Finally, when the Load button is pressed, the window.loadModel() function is executed. It uses a similar programming style to download the requested mesh, this time using loaders.loadMesh() which takes three callback functions: onLoad (if successful), onError (if not) and onProgress (called during download to update you on the progress of the download). You will receive the mesh object from the JSON load in the onLoad() method. You should process it there, and then attach the new object you want rendered to the newObject global variable; the drawScene() callback will swap in that object the next time it renders, and assign it to the object global variable.

Both loader functions use the web standard library XMLHttpRequest(). This library is used to issue and manage asynchronous HTTP requests in HTML5/Javascript programs.

Interaction

The program uses similar callbacks to the first assignment, to allow the model to be rotated around the X and Y axes. Pay careful attention to the code in the if (mouseAngles[0] !== 0 || mouseAngles[1] !== 0) { block in the drawScene() function. This code handles is set up to do what most users expect: rotate the model related to their view of the model, which at any point in time is in world coordinates (to do this, the rotations must take into account the current rotation, not just add new rotations onto the end).

WebGL structure

This sample uses WebGL's gl.drawElements() to render a set of triangles specified in an ELEMENT_ARRAY_BUFFER. The data for the rendering (the vertex positions, colors, normals and any other data that might be needed by more complex applications) are stored in data buffers and attached to the variables (attributes) in the shader program. The ELEMENT_ARRAY_BUFFER is a set of indices for the triangles: every three numbers are used by WebGL as the indicies into the other buffers as the corners of a triangle. The vertex shader is called once for each vertex, and the corresponding attribute data is set to the attribute values (in our shader, the values a_position, a_normal and a_color.

• [Stated task 1]: Output the WebGL excerpt in full, word for word.
• [Stated task 2]: Extract every line of the records that contains the word "concrete".
The WebGL excerpt and the records have no connection to each other.

• [Recorded data]:
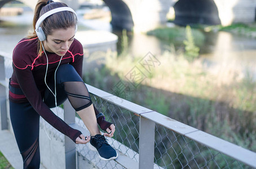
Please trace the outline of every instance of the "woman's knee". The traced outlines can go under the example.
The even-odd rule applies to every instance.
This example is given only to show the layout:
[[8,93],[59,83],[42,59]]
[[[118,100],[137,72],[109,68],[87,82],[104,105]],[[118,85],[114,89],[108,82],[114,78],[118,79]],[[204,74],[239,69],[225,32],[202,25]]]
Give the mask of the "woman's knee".
[[57,83],[61,84],[65,82],[81,81],[82,78],[75,68],[70,64],[63,64],[59,66],[56,74]]

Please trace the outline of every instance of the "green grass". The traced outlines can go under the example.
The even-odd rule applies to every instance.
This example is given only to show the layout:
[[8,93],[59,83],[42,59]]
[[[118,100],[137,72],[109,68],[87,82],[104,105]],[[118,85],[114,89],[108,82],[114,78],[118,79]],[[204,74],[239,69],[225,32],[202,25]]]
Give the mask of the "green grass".
[[0,169],[14,168],[0,152]]

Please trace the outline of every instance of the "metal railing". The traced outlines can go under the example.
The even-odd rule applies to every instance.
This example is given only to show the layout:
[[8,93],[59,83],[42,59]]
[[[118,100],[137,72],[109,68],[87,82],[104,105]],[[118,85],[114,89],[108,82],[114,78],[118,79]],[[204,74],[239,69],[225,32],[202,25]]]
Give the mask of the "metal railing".
[[[0,64],[3,130],[7,128],[5,126],[7,126],[8,121],[6,115],[6,95],[4,95],[7,88],[6,82],[6,82],[6,77],[10,77],[10,72],[6,71],[5,77],[3,72],[11,69],[10,61],[4,61],[3,56],[0,57]],[[98,168],[256,168],[255,152],[90,85],[86,86],[96,106],[116,126],[114,137],[108,139],[109,143],[118,151],[119,157],[115,161],[101,161],[97,153],[90,150],[88,145],[76,145],[65,136],[67,168],[75,168],[76,166],[80,168],[81,164],[77,164],[77,159],[81,157],[84,161],[89,161],[91,166]],[[74,128],[86,130],[83,122],[76,117],[70,104],[65,102],[64,106],[65,122]]]

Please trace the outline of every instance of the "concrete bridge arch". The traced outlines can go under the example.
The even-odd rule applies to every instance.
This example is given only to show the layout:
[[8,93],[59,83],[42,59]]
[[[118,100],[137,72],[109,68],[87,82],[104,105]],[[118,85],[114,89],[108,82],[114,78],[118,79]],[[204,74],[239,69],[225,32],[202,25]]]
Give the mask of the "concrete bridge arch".
[[[12,0],[0,1],[1,4]],[[85,0],[56,0],[74,10]],[[256,0],[102,0],[110,8],[115,28],[145,32],[166,24],[166,15],[173,7],[175,22],[228,25],[255,21]],[[37,1],[19,0],[32,9]],[[186,18],[187,21],[185,20]],[[209,23],[210,22],[210,23]]]

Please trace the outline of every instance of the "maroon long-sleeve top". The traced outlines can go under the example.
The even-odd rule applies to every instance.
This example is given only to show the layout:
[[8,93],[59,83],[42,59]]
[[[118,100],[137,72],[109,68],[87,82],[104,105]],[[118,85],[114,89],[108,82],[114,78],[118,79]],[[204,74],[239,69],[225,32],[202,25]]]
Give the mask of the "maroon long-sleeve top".
[[[17,95],[9,91],[9,99],[15,103],[29,101],[34,110],[54,128],[68,136],[74,142],[81,132],[70,127],[56,115],[42,100],[47,87],[45,83],[46,70],[45,54],[37,54],[38,39],[23,39],[15,47],[12,55],[14,72],[11,86],[20,88],[24,95]],[[46,52],[49,60],[46,82],[54,74],[61,58],[54,53]],[[68,52],[63,56],[60,65],[70,64],[73,66],[82,77],[83,48],[76,39]]]

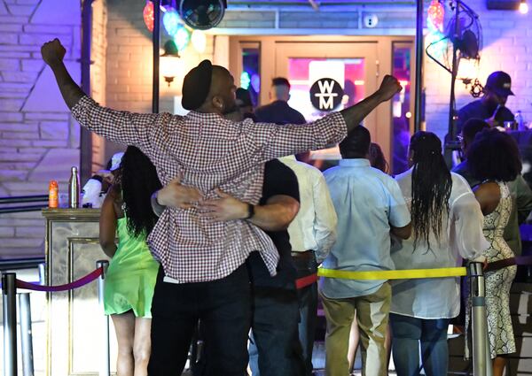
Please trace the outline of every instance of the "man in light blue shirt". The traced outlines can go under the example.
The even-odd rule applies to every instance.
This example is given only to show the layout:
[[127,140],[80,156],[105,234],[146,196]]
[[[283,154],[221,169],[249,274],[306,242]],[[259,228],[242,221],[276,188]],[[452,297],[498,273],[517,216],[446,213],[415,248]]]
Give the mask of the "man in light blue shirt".
[[[408,239],[411,216],[399,186],[371,167],[369,131],[357,127],[340,144],[340,165],[325,173],[338,215],[337,240],[324,262],[326,269],[393,270],[390,234]],[[348,374],[349,330],[356,314],[363,374],[387,373],[385,334],[391,288],[387,280],[325,278],[320,287],[325,318],[325,375]]]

• [Task result 1]:
Finally, when the Load button is pressed, the window.loadModel() function is executed. It uses a similar programming style to download the requested mesh, this time using loaders.loadMesh() which takes three callback functions: onLoad (if successful), onError (if not) and onProgress (called during download to update you on the progress of the download). You will receive the mesh object from the JSON load in the onLoad() method. You should process it there, and then attach the new object you want rendered to the newObject global variable; the drawScene() callback will swap in that object the next time it renders, and assign it to the object global variable.

Both loader functions use the web standard library XMLHttpRequest(). This library is used to issue and manage asynchronous HTTP requests in HTML5/Javascript programs.

Interaction

The program uses similar callbacks to the first assignment, to allow the model to be rotated around the X and Y axes. Pay careful attention to the code in the if (mouseAngles[0] !== 0 || mouseAngles[1] !== 0) { block in the drawScene() function. This code handles is set up to do what most users expect: rotate the model related to their view of the model, which at any point in time is in world coordinates (to do this, the rotations must take into account the current rotation, not just add new rotations onto the end).

WebGL structure

This sample uses WebGL's gl.drawElements() to render a set of triangles specified in an ELEMENT_ARRAY_BUFFER. The data for the rendering (the vertex positions, colors, normals and any other data that might be needed by more complex applications) are stored in data buffers and attached to the variables (attributes) in the shader program. The ELEMENT_ARRAY_BUFFER is a set of indices for the triangles: every three numbers are used by WebGL as the indicies into the other buffers as the corners of a triangle. The vertex shader is called once for each vertex, and the corresponding attribute data is set to the attribute values (in our shader, the values a_position, a_normal and a_color.

• [Task result 2]:
Please trace the outline of every instance of the "concrete bridge arch". The traced outlines can go under the example.
Give the mask of the "concrete bridge arch".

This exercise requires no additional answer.